TASK BRIEF: Reproduce the lines of the listing below from the line with "request: give the outline of every instance of the dark stone" to the line with "[[[596,3],[478,2],[463,28],[466,206],[597,196]]]", requests included. Shift every number in the outline coordinates by -75.
————
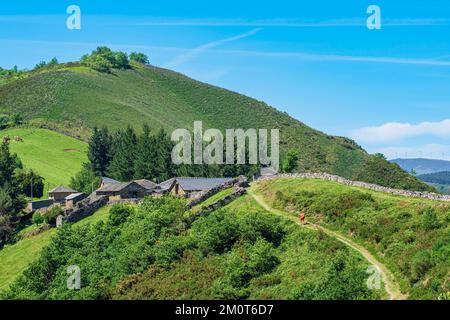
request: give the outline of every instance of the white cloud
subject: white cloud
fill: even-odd
[[[221,40],[216,40],[216,41],[212,41],[212,42],[208,42],[204,45],[201,45],[197,48],[194,48],[182,55],[179,55],[178,57],[176,57],[175,59],[173,59],[172,61],[170,61],[168,64],[165,65],[165,67],[167,68],[174,68],[177,66],[180,66],[192,59],[194,59],[195,57],[197,57],[198,55],[202,54],[205,51],[208,51],[210,49],[213,49],[215,47],[218,47],[222,44],[228,43],[228,42],[233,42],[233,41],[237,41],[240,39],[244,39],[247,37],[250,37],[256,33],[258,33],[259,31],[261,31],[261,28],[256,28],[241,34],[238,34],[236,36],[233,37],[229,37],[229,38],[225,38],[225,39],[221,39]]]
[[[360,128],[350,135],[360,143],[386,143],[423,135],[445,139],[450,138],[450,119],[419,124],[390,122],[381,126]]]
[[[388,159],[426,158],[450,160],[450,145],[442,144],[425,144],[412,147],[386,147],[370,151],[373,153],[382,153]]]

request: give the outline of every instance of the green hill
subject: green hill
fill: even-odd
[[[131,69],[100,73],[70,63],[21,74],[0,84],[0,113],[20,113],[26,120],[76,131],[84,138],[86,128],[93,126],[118,129],[131,124],[140,129],[148,123],[171,131],[191,128],[195,120],[218,129],[278,128],[282,153],[300,153],[298,171],[373,182],[368,172],[373,157],[352,140],[314,130],[264,102],[154,66],[133,63]],[[378,163],[372,176],[383,183],[386,174],[389,186],[431,189],[387,161]]]
[[[0,131],[4,136],[21,137],[10,142],[24,166],[35,170],[44,181],[45,191],[58,185],[68,185],[70,178],[78,173],[87,161],[87,144],[64,134],[45,129],[15,128]]]
[[[104,221],[108,217],[109,209],[109,206],[103,207],[92,216],[74,223],[74,226],[82,227]],[[25,235],[36,227],[34,224],[30,225],[19,230],[18,234]],[[24,237],[0,250],[0,291],[8,288],[32,262],[39,258],[41,251],[50,243],[56,232],[57,230],[52,228],[35,236]]]
[[[106,223],[67,225],[3,298],[386,296],[382,289],[368,289],[363,257],[325,234],[271,215],[250,196],[186,224],[189,214],[184,200],[149,197],[134,208],[113,206]],[[80,290],[67,290],[69,265],[81,270]]]
[[[360,243],[395,274],[413,299],[448,293],[450,204],[393,196],[336,182],[275,179],[255,192],[272,207],[298,215]]]

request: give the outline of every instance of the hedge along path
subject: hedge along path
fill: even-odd
[[[247,192],[249,195],[251,195],[255,199],[255,201],[261,207],[263,207],[268,212],[271,212],[278,216],[282,216],[286,219],[289,219],[290,221],[296,223],[297,225],[299,225],[301,227],[308,228],[308,229],[315,230],[315,231],[319,231],[319,230],[323,231],[328,236],[337,239],[338,241],[342,242],[346,246],[359,252],[371,265],[373,265],[377,269],[377,271],[381,275],[381,279],[383,280],[384,288],[385,288],[387,294],[389,295],[390,300],[406,300],[407,299],[407,296],[404,295],[400,291],[400,287],[399,287],[397,281],[395,280],[395,277],[392,274],[392,272],[383,263],[378,261],[366,248],[353,242],[352,240],[348,239],[347,237],[345,237],[335,231],[329,230],[323,226],[319,226],[317,224],[312,224],[312,223],[308,223],[306,225],[301,224],[300,221],[298,221],[298,219],[296,219],[296,217],[292,216],[290,213],[281,211],[281,210],[277,210],[277,209],[274,209],[271,206],[269,206],[261,196],[259,196],[255,193],[255,190],[253,188],[248,188]]]

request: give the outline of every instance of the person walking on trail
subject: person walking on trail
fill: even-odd
[[[298,216],[300,219],[301,224],[305,224],[305,219],[306,219],[306,215],[304,212],[300,213],[300,215]]]

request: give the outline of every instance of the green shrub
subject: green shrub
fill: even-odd
[[[56,218],[59,215],[63,215],[64,211],[60,206],[53,206],[50,207],[50,209],[47,209],[43,214],[42,217],[44,218],[44,222],[47,224],[55,225],[56,224]]]
[[[413,282],[418,281],[426,275],[428,270],[434,266],[431,250],[422,250],[417,252],[411,261],[411,276]]]
[[[425,230],[439,229],[441,224],[438,220],[436,210],[434,208],[427,208],[421,212],[423,216],[423,226]]]
[[[239,237],[236,216],[223,210],[201,217],[192,224],[191,236],[205,254],[223,253],[230,249]]]
[[[109,210],[109,223],[113,226],[119,226],[124,223],[134,209],[126,204],[115,204]]]

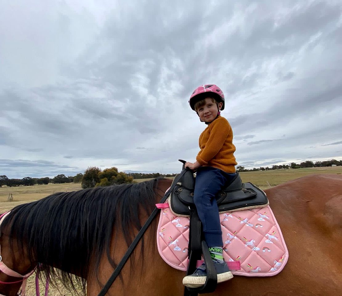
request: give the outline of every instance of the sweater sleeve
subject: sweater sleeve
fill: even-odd
[[[224,119],[218,118],[210,127],[209,139],[206,146],[196,157],[196,160],[202,165],[207,165],[222,148],[231,128],[228,121]]]

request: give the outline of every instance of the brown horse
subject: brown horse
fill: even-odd
[[[110,277],[171,180],[56,193],[14,208],[1,225],[3,261],[21,274],[38,269],[70,273],[96,296]],[[311,175],[265,191],[289,250],[287,265],[270,277],[235,276],[212,295],[335,295],[342,287],[342,176]],[[158,253],[155,219],[107,295],[181,295],[185,273]],[[60,269],[56,269],[56,268]],[[17,279],[0,273],[0,280]],[[0,284],[14,296],[20,284]]]

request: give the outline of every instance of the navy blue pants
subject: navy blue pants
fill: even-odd
[[[196,174],[194,202],[203,226],[203,232],[208,246],[222,246],[222,231],[217,203],[218,192],[235,177],[211,167],[201,167]]]

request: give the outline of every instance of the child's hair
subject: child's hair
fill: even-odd
[[[199,101],[195,103],[195,110],[196,112],[200,107],[202,107],[202,106],[206,104],[206,99],[211,99],[213,103],[214,103],[216,105],[217,104],[217,102],[213,98],[212,98],[211,96],[207,96],[206,98],[204,98],[202,100]]]

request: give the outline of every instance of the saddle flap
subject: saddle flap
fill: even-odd
[[[239,184],[241,187],[237,188]],[[242,183],[239,176],[233,180],[231,185],[232,184],[232,187],[229,185],[216,197],[219,211],[261,207],[268,203],[263,191],[251,183]],[[226,189],[228,190],[226,191]],[[179,215],[189,216],[190,208],[195,206],[193,196],[193,190],[177,184],[169,198],[169,204],[172,211]]]

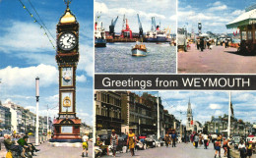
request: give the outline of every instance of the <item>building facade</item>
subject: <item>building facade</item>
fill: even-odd
[[[114,91],[96,91],[96,134],[121,132],[121,95]]]

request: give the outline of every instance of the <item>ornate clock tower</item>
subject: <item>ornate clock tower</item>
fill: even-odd
[[[76,116],[76,70],[79,62],[79,23],[67,9],[57,25],[56,62],[59,68],[59,113],[51,142],[80,142],[81,120]]]

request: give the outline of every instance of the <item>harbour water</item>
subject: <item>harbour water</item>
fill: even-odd
[[[175,73],[176,47],[169,43],[144,43],[146,57],[132,56],[132,43],[107,43],[96,48],[96,73]]]

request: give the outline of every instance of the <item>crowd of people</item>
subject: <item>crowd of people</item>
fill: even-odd
[[[8,150],[7,155],[12,155],[12,152],[17,152],[21,157],[28,157],[29,153],[32,156],[35,156],[34,152],[39,151],[36,149],[32,143],[29,143],[29,135],[25,134],[21,136],[19,134],[13,133],[4,135],[4,144]]]
[[[197,50],[204,51],[204,49],[213,49],[214,45],[223,45],[224,43],[224,47],[228,48],[229,47],[229,40],[225,38],[224,40],[222,41],[217,41],[217,39],[211,39],[207,37],[198,37],[195,41]],[[189,47],[189,44],[187,44]]]
[[[225,138],[222,134],[203,134],[203,133],[191,133],[190,141],[193,143],[195,148],[198,148],[198,145],[204,145],[204,149],[207,149],[209,143],[212,141],[215,149],[215,158],[219,156],[221,158],[221,149],[224,150],[224,157],[230,158],[230,138]],[[188,142],[188,141],[187,141]],[[244,142],[240,140],[238,145],[238,151],[240,153],[240,158],[251,158],[252,156],[252,142]]]
[[[135,145],[136,142],[138,142],[137,137],[135,135],[135,133],[133,132],[132,130],[129,131],[129,133],[127,134],[127,141],[126,141],[126,146],[128,146],[130,152],[131,152],[131,156],[135,156]],[[116,156],[116,151],[117,151],[117,146],[118,146],[118,135],[115,132],[115,130],[111,131],[111,134],[110,134],[110,144],[107,148],[107,152],[108,149],[111,150],[112,155],[115,157]],[[100,140],[100,137],[97,136],[96,137],[96,146],[97,147],[101,147],[103,145],[103,142]],[[96,156],[99,157],[100,156],[100,152],[98,152],[98,149],[96,150]]]

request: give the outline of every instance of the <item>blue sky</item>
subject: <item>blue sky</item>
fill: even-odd
[[[171,28],[176,32],[176,0],[96,0],[96,13],[101,12],[101,21],[105,30],[109,30],[111,20],[119,16],[115,31],[121,32],[123,15],[128,19],[133,32],[139,32],[137,14],[140,15],[144,32],[151,29],[151,17],[156,17],[157,25],[161,28]]]
[[[196,121],[205,123],[211,121],[212,116],[228,114],[228,91],[160,91],[160,96],[164,108],[181,118],[184,124],[189,98]],[[231,102],[236,119],[256,123],[256,92],[232,91]]]
[[[201,21],[203,32],[233,32],[234,29],[226,29],[225,25],[253,4],[255,0],[179,0],[178,26],[182,27],[188,23],[189,32],[192,27],[198,32],[197,24]]]
[[[22,1],[36,16],[29,1]],[[66,9],[63,0],[31,2],[55,38],[56,25]],[[94,1],[75,0],[70,9],[80,23],[77,113],[82,122],[93,125]],[[48,104],[53,108],[51,117],[57,116],[58,71],[55,50],[43,35],[43,29],[33,23],[18,0],[0,0],[0,100],[3,103],[11,100],[34,111],[34,79],[39,77],[40,115],[46,115],[45,105]]]

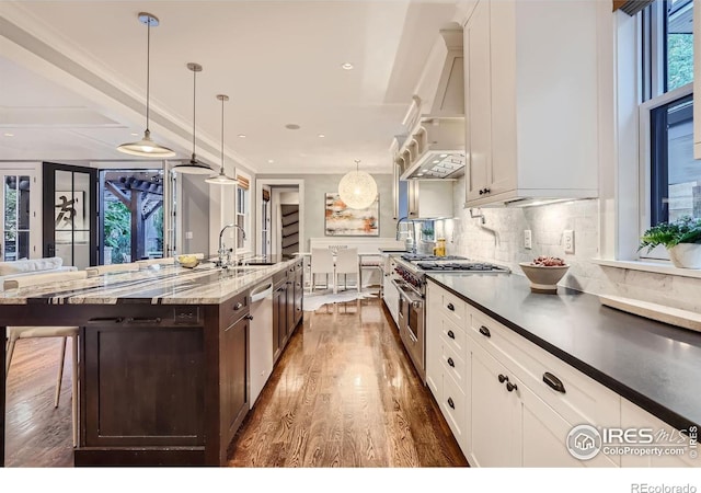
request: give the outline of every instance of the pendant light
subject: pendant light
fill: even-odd
[[[239,182],[237,180],[227,176],[223,172],[223,103],[225,101],[229,101],[229,96],[226,94],[217,94],[217,99],[221,101],[221,168],[219,169],[219,174],[209,176],[205,182],[212,185],[238,185]]]
[[[159,146],[151,140],[149,130],[149,98],[150,98],[150,66],[151,66],[151,27],[159,24],[158,18],[147,12],[139,12],[139,22],[147,25],[147,48],[146,48],[146,130],[143,138],[137,142],[123,144],[117,147],[119,152],[125,154],[139,156],[141,158],[172,158],[175,152],[171,149]]]
[[[377,183],[365,171],[358,170],[359,160],[355,162],[355,171],[346,173],[338,182],[338,195],[352,209],[366,209],[377,198]]]
[[[173,171],[184,174],[210,174],[214,170],[209,168],[207,164],[204,164],[197,161],[197,157],[195,156],[195,110],[196,110],[196,79],[197,72],[202,72],[202,65],[199,64],[187,64],[187,69],[193,72],[193,156],[189,158],[189,161],[182,164],[176,164],[173,167]]]

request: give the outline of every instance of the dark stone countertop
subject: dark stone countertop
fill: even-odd
[[[701,425],[701,333],[574,289],[532,294],[519,275],[427,277],[676,428]]]

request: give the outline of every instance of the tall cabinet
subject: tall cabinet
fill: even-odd
[[[596,3],[478,2],[463,28],[466,206],[597,196]]]

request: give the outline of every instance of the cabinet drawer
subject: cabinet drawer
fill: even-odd
[[[443,343],[464,359],[468,352],[468,335],[464,329],[456,325],[444,314],[438,318],[438,324],[440,325]]]
[[[443,399],[440,410],[462,450],[466,450],[468,414],[467,398],[448,374],[443,376]]]
[[[250,311],[249,291],[243,291],[219,305],[219,318],[229,326]]]
[[[514,371],[567,422],[600,426],[620,424],[620,397],[617,393],[481,311],[470,309],[470,339]]]
[[[444,375],[452,376],[453,380],[458,385],[458,388],[463,393],[467,393],[468,385],[468,370],[464,364],[464,358],[458,356],[450,345],[443,343],[443,354],[440,357],[440,363],[443,364]]]
[[[445,289],[439,289],[436,297],[439,312],[458,326],[467,326],[467,303]]]

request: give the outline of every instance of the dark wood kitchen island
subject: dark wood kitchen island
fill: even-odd
[[[0,326],[80,326],[76,466],[225,466],[249,411],[249,290],[298,261],[0,293]],[[4,462],[4,358],[2,351]]]

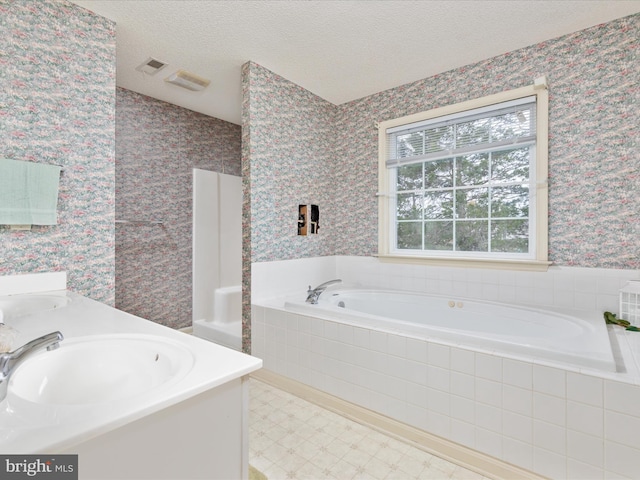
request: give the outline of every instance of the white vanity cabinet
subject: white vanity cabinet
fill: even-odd
[[[235,379],[61,453],[82,480],[247,479],[248,393]]]

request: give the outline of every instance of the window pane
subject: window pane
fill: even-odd
[[[396,190],[419,190],[422,188],[422,164],[398,167]]]
[[[422,219],[422,194],[399,193],[396,203],[396,216],[398,220]]]
[[[529,147],[491,154],[491,178],[494,182],[529,181]]]
[[[453,250],[453,222],[426,222],[424,224],[426,250]]]
[[[485,185],[489,181],[489,154],[474,153],[456,158],[456,184]]]
[[[434,160],[424,164],[424,188],[453,187],[453,159]]]
[[[456,191],[457,218],[487,218],[489,216],[489,189],[470,188]]]
[[[529,187],[525,185],[494,187],[491,190],[491,216],[528,217]]]
[[[453,218],[453,192],[427,192],[424,194],[424,217]]]
[[[413,132],[407,133],[406,135],[399,135],[397,140],[397,158],[422,155],[424,153],[422,144],[423,132]]]
[[[524,137],[531,135],[531,110],[521,109],[517,112],[506,113],[493,117],[491,140]]]
[[[527,253],[529,251],[528,220],[494,220],[491,222],[491,251]]]
[[[489,221],[456,222],[456,250],[486,252],[489,250]]]
[[[422,249],[422,222],[398,223],[398,248]]]
[[[454,147],[453,125],[425,130],[425,153],[440,152]]]
[[[486,143],[491,138],[491,118],[456,125],[456,148]]]

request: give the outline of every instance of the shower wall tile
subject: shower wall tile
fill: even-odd
[[[0,275],[66,271],[114,303],[115,24],[65,0],[0,2],[0,157],[61,165],[58,224],[0,226]]]
[[[116,307],[191,324],[193,168],[240,174],[240,127],[116,91]]]

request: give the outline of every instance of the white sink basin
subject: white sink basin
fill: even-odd
[[[9,394],[49,405],[113,402],[175,383],[193,362],[181,343],[154,335],[72,338],[25,360]]]
[[[0,297],[0,320],[43,312],[66,306],[71,300],[64,294],[25,293]]]

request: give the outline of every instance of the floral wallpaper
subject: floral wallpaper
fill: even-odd
[[[68,272],[111,304],[115,24],[66,1],[0,0],[0,157],[63,167],[58,225],[0,226],[0,275]]]
[[[339,106],[249,64],[251,261],[377,253],[376,123],[546,75],[549,257],[563,266],[640,268],[639,46],[637,14]],[[304,243],[294,235],[294,209],[316,194],[329,213],[319,235],[326,238]]]
[[[240,126],[123,88],[116,99],[116,220],[134,222],[116,224],[116,307],[186,327],[193,168],[240,175]]]
[[[377,252],[375,122],[549,80],[549,259],[640,268],[640,14],[340,105],[337,255]],[[365,225],[359,212],[373,211]],[[355,227],[357,225],[357,227]],[[363,228],[364,227],[364,228]]]

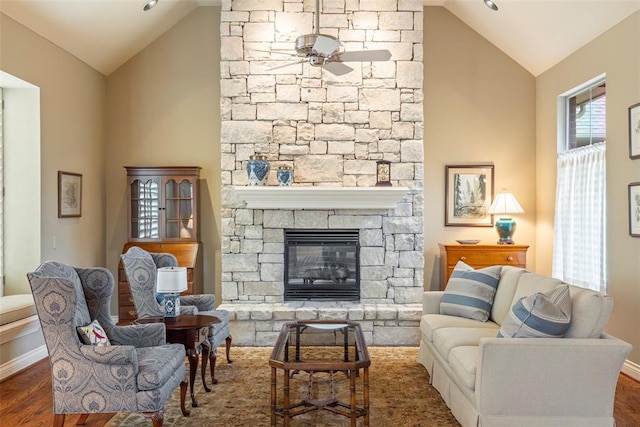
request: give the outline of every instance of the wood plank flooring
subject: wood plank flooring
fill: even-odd
[[[49,361],[43,359],[0,383],[0,425],[52,426],[53,403]],[[620,375],[613,409],[616,427],[640,426],[640,382]],[[103,426],[113,414],[93,414],[86,426]],[[65,425],[75,425],[78,415],[69,415]]]

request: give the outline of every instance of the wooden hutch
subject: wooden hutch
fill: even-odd
[[[126,166],[128,242],[148,252],[168,252],[187,268],[185,295],[202,293],[199,227],[200,167]],[[128,324],[138,317],[122,262],[118,266],[118,317]]]

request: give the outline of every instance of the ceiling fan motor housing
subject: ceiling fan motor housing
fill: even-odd
[[[316,44],[316,41],[318,40],[318,37],[325,37],[328,39],[333,39],[336,42],[338,42],[338,39],[333,37],[333,36],[328,36],[326,34],[305,34],[302,36],[299,36],[296,39],[296,52],[298,53],[298,55],[300,56],[311,56],[311,55],[317,55],[318,52],[314,52],[313,50],[313,46]],[[339,42],[338,42],[339,43]],[[332,54],[334,54],[338,49],[336,48],[335,51],[331,52],[331,54],[329,55],[324,55],[326,57],[330,57]]]

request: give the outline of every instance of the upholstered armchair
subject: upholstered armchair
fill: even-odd
[[[162,426],[165,401],[178,385],[189,414],[184,346],[166,344],[162,323],[113,324],[109,270],[47,261],[27,277],[51,362],[54,426],[64,425],[65,414],[82,414],[84,424],[102,412],[142,412]],[[94,328],[99,345],[83,343],[78,327]]]
[[[151,253],[132,246],[121,255],[121,258],[138,317],[162,316],[162,308],[156,298],[158,268],[177,266],[176,257],[169,253]],[[218,380],[215,378],[217,349],[222,343],[225,343],[227,363],[233,363],[229,357],[232,340],[229,313],[226,310],[215,309],[215,295],[212,294],[180,296],[180,312],[215,316],[220,319],[220,323],[211,326],[208,336],[211,350],[209,352],[211,382],[217,384]]]

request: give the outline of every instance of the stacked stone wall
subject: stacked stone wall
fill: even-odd
[[[253,328],[254,343],[256,329],[273,332],[286,320],[273,315],[284,304],[284,228],[360,230],[363,312],[414,313],[422,297],[422,1],[321,1],[320,32],[344,51],[391,53],[346,63],[353,70],[340,76],[292,56],[296,37],[313,31],[314,9],[313,0],[222,2],[222,299],[236,328]],[[286,165],[296,186],[371,187],[384,159],[392,184],[409,192],[389,210],[247,209],[234,188],[248,185],[254,154],[270,161],[267,185]],[[290,310],[290,320],[303,311]],[[256,326],[246,313],[269,319]],[[406,327],[399,322],[416,316],[378,326]]]

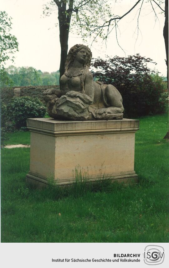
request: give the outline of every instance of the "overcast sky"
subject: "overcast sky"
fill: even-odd
[[[1,10],[6,11],[13,18],[12,33],[19,43],[19,51],[15,54],[15,62],[12,63],[17,67],[32,66],[43,72],[49,72],[59,68],[59,32],[58,28],[54,26],[58,20],[57,11],[49,17],[44,18],[43,15],[43,5],[48,2],[47,0],[1,0]],[[110,8],[112,9],[112,13],[121,16],[136,1],[118,0],[115,5],[115,0],[109,1]],[[134,33],[137,24],[138,8],[137,7],[119,22],[119,42],[126,56],[139,53],[141,56],[152,58],[157,63],[156,69],[166,76],[166,56],[163,36],[164,14],[159,14],[159,20],[155,23],[154,14],[151,5],[147,4],[144,7],[139,20],[141,33],[139,33],[136,45]],[[154,7],[157,13],[159,13],[159,8],[155,4]],[[88,42],[90,44],[91,41],[89,40]],[[69,48],[76,43],[82,43],[81,38],[74,33],[70,33]],[[99,56],[104,58],[106,55],[110,57],[125,56],[117,43],[115,31],[111,33],[107,46],[99,39],[93,44],[91,50],[94,58]],[[6,67],[11,64],[8,62]],[[153,66],[151,67],[154,68]]]

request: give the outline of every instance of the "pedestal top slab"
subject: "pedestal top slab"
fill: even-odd
[[[119,120],[97,120],[90,121],[73,121],[57,120],[52,118],[28,119],[27,120],[27,128],[39,131],[50,132],[78,131],[107,130],[121,130],[136,131],[139,129],[139,121],[123,119]]]

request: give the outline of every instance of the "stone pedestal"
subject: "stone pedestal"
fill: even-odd
[[[71,184],[75,172],[85,179],[136,183],[135,132],[138,120],[91,121],[28,119],[30,170],[26,181],[41,187],[52,181]]]

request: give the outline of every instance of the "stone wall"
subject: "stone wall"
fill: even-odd
[[[28,87],[14,87],[1,88],[1,99],[3,103],[7,104],[13,97],[30,96],[37,97],[43,100],[42,93],[46,89],[54,88],[59,89],[59,85],[30,86]]]

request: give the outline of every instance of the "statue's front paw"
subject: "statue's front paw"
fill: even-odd
[[[105,108],[103,109],[98,109],[95,110],[95,112],[97,114],[106,114],[107,113],[106,109]]]
[[[46,89],[43,92],[43,95],[44,96],[46,95],[51,95],[54,94],[54,88],[49,88],[49,89]]]
[[[77,94],[75,91],[72,90],[71,91],[69,91],[69,92],[67,92],[66,95],[66,96],[69,96],[69,97],[76,97]]]
[[[56,98],[56,96],[53,94],[53,95],[44,95],[44,100],[46,103]]]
————
THE COMPLETED TASK:
request: give the outline of every instance of the dark stone countertop
subject: dark stone countertop
fill: even-odd
[[[626,350],[626,258],[499,214],[457,219],[444,200],[352,202],[601,353]]]

request: give the outline of every instance of the tall cabinet
subject: tall cabinet
fill: even-odd
[[[521,-72],[403,-73],[388,-47],[391,131],[522,121]]]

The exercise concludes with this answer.